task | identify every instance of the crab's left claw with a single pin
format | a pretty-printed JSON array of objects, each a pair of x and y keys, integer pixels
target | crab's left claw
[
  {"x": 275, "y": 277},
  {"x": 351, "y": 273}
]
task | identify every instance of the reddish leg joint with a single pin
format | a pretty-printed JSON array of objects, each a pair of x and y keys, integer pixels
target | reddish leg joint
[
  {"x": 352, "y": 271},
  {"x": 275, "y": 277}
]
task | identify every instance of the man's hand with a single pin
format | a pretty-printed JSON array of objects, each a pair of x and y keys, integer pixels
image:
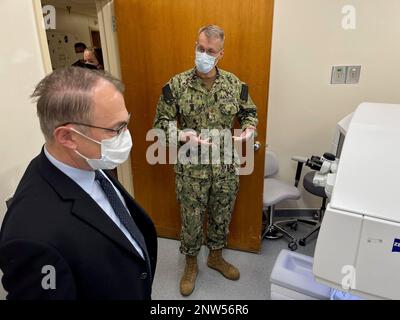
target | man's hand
[{"x": 246, "y": 134}]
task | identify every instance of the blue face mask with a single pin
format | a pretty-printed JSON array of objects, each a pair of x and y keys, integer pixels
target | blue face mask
[
  {"x": 114, "y": 151},
  {"x": 204, "y": 62}
]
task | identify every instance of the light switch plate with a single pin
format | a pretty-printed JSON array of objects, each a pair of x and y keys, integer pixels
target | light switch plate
[
  {"x": 338, "y": 75},
  {"x": 353, "y": 74}
]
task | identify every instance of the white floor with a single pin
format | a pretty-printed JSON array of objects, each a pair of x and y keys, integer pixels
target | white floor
[{"x": 255, "y": 271}]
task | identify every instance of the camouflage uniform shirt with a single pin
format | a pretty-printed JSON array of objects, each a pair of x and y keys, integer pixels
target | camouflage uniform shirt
[{"x": 195, "y": 107}]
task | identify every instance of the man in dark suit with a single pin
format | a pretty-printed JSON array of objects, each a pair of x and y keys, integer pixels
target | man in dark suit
[{"x": 72, "y": 231}]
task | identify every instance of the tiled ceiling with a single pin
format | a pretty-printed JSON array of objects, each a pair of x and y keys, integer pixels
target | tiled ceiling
[{"x": 87, "y": 7}]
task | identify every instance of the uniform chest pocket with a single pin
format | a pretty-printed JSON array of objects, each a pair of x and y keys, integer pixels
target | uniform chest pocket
[
  {"x": 229, "y": 109},
  {"x": 190, "y": 109}
]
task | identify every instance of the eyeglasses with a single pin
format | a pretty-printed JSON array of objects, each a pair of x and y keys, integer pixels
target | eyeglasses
[
  {"x": 209, "y": 51},
  {"x": 118, "y": 131}
]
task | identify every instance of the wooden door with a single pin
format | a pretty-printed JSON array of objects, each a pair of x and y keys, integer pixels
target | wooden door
[{"x": 156, "y": 41}]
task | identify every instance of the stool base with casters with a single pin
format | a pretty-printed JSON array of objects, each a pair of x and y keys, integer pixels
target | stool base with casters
[
  {"x": 273, "y": 231},
  {"x": 317, "y": 224}
]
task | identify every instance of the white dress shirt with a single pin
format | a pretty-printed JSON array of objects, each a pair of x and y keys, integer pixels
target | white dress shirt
[{"x": 85, "y": 179}]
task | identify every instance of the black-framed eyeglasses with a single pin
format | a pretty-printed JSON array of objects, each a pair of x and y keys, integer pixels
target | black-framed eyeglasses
[{"x": 118, "y": 130}]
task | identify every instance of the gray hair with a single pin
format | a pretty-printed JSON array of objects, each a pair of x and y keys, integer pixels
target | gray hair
[
  {"x": 66, "y": 95},
  {"x": 213, "y": 31}
]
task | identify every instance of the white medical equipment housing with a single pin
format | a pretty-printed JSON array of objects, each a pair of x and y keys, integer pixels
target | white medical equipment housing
[{"x": 358, "y": 246}]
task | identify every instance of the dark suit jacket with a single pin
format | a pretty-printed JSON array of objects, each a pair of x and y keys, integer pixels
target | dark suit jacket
[{"x": 53, "y": 222}]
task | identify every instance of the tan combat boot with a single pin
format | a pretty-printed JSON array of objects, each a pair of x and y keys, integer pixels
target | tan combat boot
[
  {"x": 217, "y": 262},
  {"x": 188, "y": 279}
]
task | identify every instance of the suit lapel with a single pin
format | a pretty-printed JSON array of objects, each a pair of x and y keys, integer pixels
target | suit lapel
[{"x": 84, "y": 207}]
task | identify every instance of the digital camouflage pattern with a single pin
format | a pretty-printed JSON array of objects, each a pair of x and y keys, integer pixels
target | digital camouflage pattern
[
  {"x": 201, "y": 186},
  {"x": 195, "y": 197},
  {"x": 195, "y": 107}
]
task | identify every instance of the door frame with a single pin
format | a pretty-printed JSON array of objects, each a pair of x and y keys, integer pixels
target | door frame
[{"x": 109, "y": 42}]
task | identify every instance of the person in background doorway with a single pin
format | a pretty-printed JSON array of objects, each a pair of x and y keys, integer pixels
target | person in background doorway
[{"x": 205, "y": 97}]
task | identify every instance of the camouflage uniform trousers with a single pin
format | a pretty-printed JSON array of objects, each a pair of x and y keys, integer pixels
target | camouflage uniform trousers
[{"x": 196, "y": 196}]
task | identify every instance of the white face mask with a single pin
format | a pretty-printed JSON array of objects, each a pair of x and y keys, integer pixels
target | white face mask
[
  {"x": 204, "y": 62},
  {"x": 114, "y": 151}
]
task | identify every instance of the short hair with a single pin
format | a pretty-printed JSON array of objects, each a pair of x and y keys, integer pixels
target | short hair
[
  {"x": 80, "y": 45},
  {"x": 213, "y": 31},
  {"x": 66, "y": 95}
]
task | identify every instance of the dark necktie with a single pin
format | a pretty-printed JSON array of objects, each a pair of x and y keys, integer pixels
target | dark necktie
[{"x": 123, "y": 215}]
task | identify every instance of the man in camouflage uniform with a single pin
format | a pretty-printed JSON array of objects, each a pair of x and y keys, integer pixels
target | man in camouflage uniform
[{"x": 205, "y": 98}]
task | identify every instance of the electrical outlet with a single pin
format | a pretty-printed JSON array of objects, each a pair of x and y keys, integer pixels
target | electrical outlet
[
  {"x": 353, "y": 74},
  {"x": 339, "y": 75}
]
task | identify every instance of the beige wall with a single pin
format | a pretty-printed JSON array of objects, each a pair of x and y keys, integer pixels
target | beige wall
[
  {"x": 308, "y": 39},
  {"x": 76, "y": 23},
  {"x": 21, "y": 67}
]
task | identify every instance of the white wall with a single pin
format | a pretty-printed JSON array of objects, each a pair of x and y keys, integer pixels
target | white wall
[
  {"x": 308, "y": 39},
  {"x": 77, "y": 24},
  {"x": 21, "y": 67}
]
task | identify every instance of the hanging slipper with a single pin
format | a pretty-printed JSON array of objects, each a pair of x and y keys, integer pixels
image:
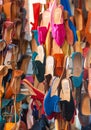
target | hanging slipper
[
  {"x": 49, "y": 68},
  {"x": 88, "y": 28},
  {"x": 77, "y": 74},
  {"x": 85, "y": 101},
  {"x": 34, "y": 42},
  {"x": 88, "y": 5},
  {"x": 78, "y": 18},
  {"x": 89, "y": 80},
  {"x": 15, "y": 80},
  {"x": 14, "y": 10},
  {"x": 65, "y": 91},
  {"x": 7, "y": 10},
  {"x": 87, "y": 60},
  {"x": 33, "y": 91},
  {"x": 65, "y": 48},
  {"x": 7, "y": 31},
  {"x": 39, "y": 63},
  {"x": 44, "y": 25},
  {"x": 54, "y": 85},
  {"x": 66, "y": 5},
  {"x": 69, "y": 33},
  {"x": 24, "y": 62},
  {"x": 59, "y": 64},
  {"x": 77, "y": 45},
  {"x": 58, "y": 28},
  {"x": 9, "y": 126},
  {"x": 2, "y": 51}
]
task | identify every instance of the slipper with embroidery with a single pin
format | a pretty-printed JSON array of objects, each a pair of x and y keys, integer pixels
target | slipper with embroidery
[
  {"x": 58, "y": 29},
  {"x": 43, "y": 28},
  {"x": 7, "y": 10},
  {"x": 77, "y": 74},
  {"x": 55, "y": 82},
  {"x": 88, "y": 28},
  {"x": 49, "y": 68},
  {"x": 59, "y": 62},
  {"x": 65, "y": 91},
  {"x": 66, "y": 5},
  {"x": 78, "y": 18}
]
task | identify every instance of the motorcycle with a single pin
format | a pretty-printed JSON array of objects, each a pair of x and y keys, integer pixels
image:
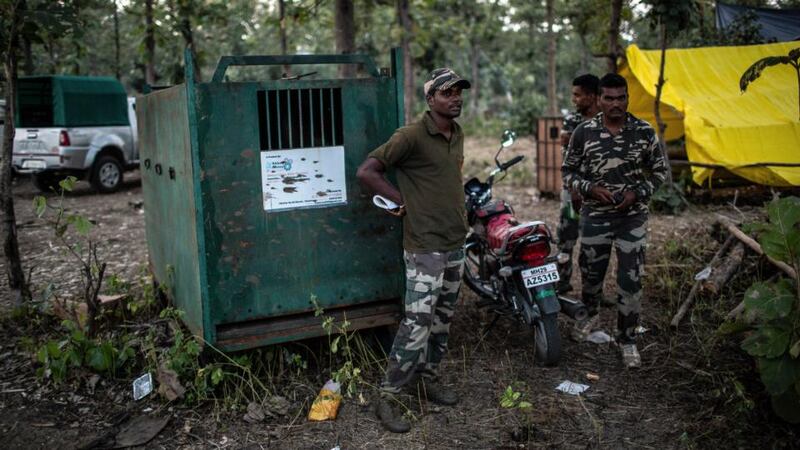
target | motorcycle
[{"x": 509, "y": 264}]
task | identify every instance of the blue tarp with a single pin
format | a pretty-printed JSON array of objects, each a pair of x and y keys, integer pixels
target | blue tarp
[{"x": 781, "y": 25}]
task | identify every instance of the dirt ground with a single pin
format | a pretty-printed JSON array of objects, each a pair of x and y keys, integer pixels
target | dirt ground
[{"x": 689, "y": 393}]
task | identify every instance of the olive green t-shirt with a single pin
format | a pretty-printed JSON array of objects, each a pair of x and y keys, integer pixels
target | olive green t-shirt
[{"x": 428, "y": 169}]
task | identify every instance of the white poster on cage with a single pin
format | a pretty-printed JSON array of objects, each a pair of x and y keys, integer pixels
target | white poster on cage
[{"x": 303, "y": 178}]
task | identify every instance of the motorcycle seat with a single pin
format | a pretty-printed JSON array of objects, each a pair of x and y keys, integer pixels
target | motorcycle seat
[{"x": 503, "y": 231}]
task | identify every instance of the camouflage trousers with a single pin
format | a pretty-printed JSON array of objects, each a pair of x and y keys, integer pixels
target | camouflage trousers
[
  {"x": 432, "y": 283},
  {"x": 627, "y": 234},
  {"x": 567, "y": 234}
]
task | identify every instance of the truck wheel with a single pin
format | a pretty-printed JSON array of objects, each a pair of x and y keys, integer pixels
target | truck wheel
[
  {"x": 45, "y": 181},
  {"x": 106, "y": 174}
]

☆ ☆ ☆ ☆ ☆ ☆ ☆

▶ DIRECTIONS: Repeat only the lines between the top of the entries above and the line containing "task | identify every instance of the camouflage uniform shirt", both ends included, without the pictures.

▶ EXPECTED OUTPUT:
task | identify every instance of the crab's left claw with a single pin
format | a pretty-printed JSON array of objects, each a pair of x and y keys, integer pixels
target | crab's left claw
[
  {"x": 275, "y": 277},
  {"x": 351, "y": 273}
]
task | identify every instance of the reddish leg joint with a single pin
format | a pretty-printed JSON array of objects, each a pair of x and y keys, integer pixels
target | reddish leg joint
[
  {"x": 352, "y": 271},
  {"x": 275, "y": 277}
]
task | identify every instance of the man's hand with a single pin
format | a pretty-printed JSON array of objects, each a pair of x and y keys, integer pixels
image:
target | man's hand
[{"x": 246, "y": 134}]
task | identify every instance of the blue face mask with a single pin
format | a pretty-printed JSON array of objects, each a pair of x and y keys, integer pixels
target | blue face mask
[
  {"x": 114, "y": 151},
  {"x": 204, "y": 62}
]
task | identify every instance of the light switch plate with a single pin
format | a pretty-printed JSON array of objects, each a pair of x and y keys, integer pixels
target | light switch plate
[
  {"x": 338, "y": 75},
  {"x": 353, "y": 74}
]
task | identify every instance of the white floor with a single pin
format | a pretty-printed JSON array of objects, each a pair of x and y keys, integer pixels
target | white floor
[{"x": 255, "y": 271}]
task | identify every instance of the camouflage uniform shirt with a single pin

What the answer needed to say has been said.